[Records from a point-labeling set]
— Start —
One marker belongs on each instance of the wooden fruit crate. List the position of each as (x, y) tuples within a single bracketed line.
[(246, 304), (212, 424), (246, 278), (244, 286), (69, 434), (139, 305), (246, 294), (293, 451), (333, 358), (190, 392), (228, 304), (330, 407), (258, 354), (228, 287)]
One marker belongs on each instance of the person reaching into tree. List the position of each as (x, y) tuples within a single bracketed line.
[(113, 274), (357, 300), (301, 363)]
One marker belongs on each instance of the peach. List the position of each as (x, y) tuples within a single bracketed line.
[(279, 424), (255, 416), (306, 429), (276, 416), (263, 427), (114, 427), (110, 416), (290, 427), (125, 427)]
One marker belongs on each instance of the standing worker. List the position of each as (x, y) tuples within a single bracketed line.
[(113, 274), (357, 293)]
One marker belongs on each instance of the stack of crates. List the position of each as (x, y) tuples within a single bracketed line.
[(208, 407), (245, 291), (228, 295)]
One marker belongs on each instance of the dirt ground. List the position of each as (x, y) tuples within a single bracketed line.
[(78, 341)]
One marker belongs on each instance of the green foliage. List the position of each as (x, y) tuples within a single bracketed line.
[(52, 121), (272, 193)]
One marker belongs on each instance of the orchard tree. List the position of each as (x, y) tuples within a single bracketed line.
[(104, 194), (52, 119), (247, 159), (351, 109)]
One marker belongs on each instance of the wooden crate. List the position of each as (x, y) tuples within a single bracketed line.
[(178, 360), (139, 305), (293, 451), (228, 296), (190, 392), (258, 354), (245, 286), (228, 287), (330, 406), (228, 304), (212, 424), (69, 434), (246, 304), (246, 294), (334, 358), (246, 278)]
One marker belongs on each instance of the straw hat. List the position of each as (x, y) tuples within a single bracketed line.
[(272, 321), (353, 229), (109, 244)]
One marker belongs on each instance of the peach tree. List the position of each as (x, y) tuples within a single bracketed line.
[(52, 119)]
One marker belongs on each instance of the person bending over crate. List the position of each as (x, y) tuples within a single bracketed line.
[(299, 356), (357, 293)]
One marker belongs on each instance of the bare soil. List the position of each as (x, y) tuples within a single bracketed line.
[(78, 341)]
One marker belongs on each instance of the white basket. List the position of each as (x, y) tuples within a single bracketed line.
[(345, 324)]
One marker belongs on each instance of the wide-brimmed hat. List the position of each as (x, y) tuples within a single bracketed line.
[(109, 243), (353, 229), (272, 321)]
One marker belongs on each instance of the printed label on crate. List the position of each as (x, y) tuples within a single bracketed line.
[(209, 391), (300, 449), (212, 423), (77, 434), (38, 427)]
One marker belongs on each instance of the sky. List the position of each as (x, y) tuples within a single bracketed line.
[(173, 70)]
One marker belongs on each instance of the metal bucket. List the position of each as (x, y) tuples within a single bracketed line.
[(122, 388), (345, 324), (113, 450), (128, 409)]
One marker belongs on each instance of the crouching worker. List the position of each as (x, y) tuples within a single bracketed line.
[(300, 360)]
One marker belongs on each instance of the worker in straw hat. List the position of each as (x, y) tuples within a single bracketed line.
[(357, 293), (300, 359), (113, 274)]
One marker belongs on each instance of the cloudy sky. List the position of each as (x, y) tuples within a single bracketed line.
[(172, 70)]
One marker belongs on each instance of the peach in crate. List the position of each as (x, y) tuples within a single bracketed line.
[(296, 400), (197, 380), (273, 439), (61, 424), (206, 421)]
— End —
Render all of the items above as a numbered list, omitting any blank lines.

1. One marker belongs on each instance of the wooden fruit crate. List the position of each as (x, y) tuples within a single bracketed line.
2. [(246, 304), (212, 424), (246, 278), (244, 286), (69, 434), (139, 305), (246, 294), (293, 451), (333, 358), (190, 392), (228, 304), (330, 407), (258, 354), (228, 287)]
3. One marker belongs on each instance of the person reaching into tree. List the position of each as (x, y) tuples within a single bracketed line.
4. [(113, 274), (357, 300), (301, 363)]
5. One marker belongs on each instance of the peach. List the position of each as (x, y) tuples within a single bracketed line.
6. [(279, 424), (255, 416), (306, 429), (276, 416), (263, 427), (114, 427), (110, 416), (290, 427), (125, 427)]
7. One marker belongs on each instance of the standing worker. List the position of each as (x, y) tuples within a single bracketed line.
8. [(113, 274), (357, 293)]
9. One marker belongs on each instance of the stack of crates. List the position of each as (x, y) tuples within a single bracketed line.
10. [(208, 407), (245, 291), (228, 295)]
11. One marker belongs on each instance of the dirt ground. List the position of each as (x, y) tuples within a single bracketed line.
12. [(78, 341)]
13. One marker belongs on each instance of the green foliage. List the position of each as (x, y) tuples within a single bracketed line.
14. [(52, 121), (272, 193)]
15. One marker belongs on each instance of the orchard tree. List the position of each as (x, y) tuples within a single bracketed line.
16. [(104, 194), (52, 119), (247, 159), (351, 109)]
17. One marker belongs on each instance of the wooden crate. List the position of each as (x, y) tuples within a single bracketed line.
18. [(178, 360), (139, 305), (293, 451), (228, 296), (190, 392), (258, 354), (245, 286), (228, 287), (330, 406), (228, 304), (212, 424), (69, 434), (246, 304), (246, 294), (334, 358), (246, 278)]
19. One marker belongs on each instance of the straw hat. List the position of each as (x, y) tuples within a single bracketed line.
20. [(272, 321), (353, 229), (109, 244)]
21. One marker belongs on each instance of the peach tree. List the position of each as (x, y) tuples within a single bracketed line.
22. [(52, 119)]
23. One marker belongs on each instance of the person bending over crate. List the position of each as (x, y) tuples within a single bracketed line.
24. [(299, 356), (357, 293)]
25. One marker belongs on each instance of the bare soil. List the position of each as (x, y) tuples within a single bracketed line.
26. [(78, 341)]
27. One marker belongs on each instance of the white basket. List the position of each as (x, y) tuples within a single bracketed line.
28. [(345, 324)]
29. One marker belongs on each instance of the wide-brimmed hat. List the position of each as (x, y) tuples within a single bracketed line.
30. [(109, 243), (353, 229), (272, 321)]
31. One marker belongs on each instance of the printed label on crate. List the position of each as (x, y) tuples within a single bracketed line.
32. [(209, 391), (300, 449), (212, 423), (77, 434), (38, 427)]
33. One marker belongs on each instance of the sky. List the position of each as (x, y) tuples within a single bracketed line.
34. [(173, 70)]
35. One marker belongs on each instance of the metal bucket. List the position of each as (x, y) tuples within a single bracketed line.
36. [(122, 388), (345, 324), (113, 450), (128, 409)]
37. One marker belongs on each instance of the crouching worker. List the position of each as (x, y) tuples within a single bracketed line.
38. [(300, 360)]
39. One marker belongs on each instance of the worker in straw hat. List the position of each as (x, y) tuples within a single bracketed line.
40. [(357, 293), (300, 359), (113, 274)]
41. One marker belongs on each instance of the cloudy sky. List the position of each as (x, y) tuples within a single bracketed line.
42. [(172, 70)]
43. One marker belongs on each instance of the peach in crate. List the position of each as (x, y) tuples within a single bracketed line.
44. [(296, 400), (197, 380), (273, 439), (61, 424), (206, 421)]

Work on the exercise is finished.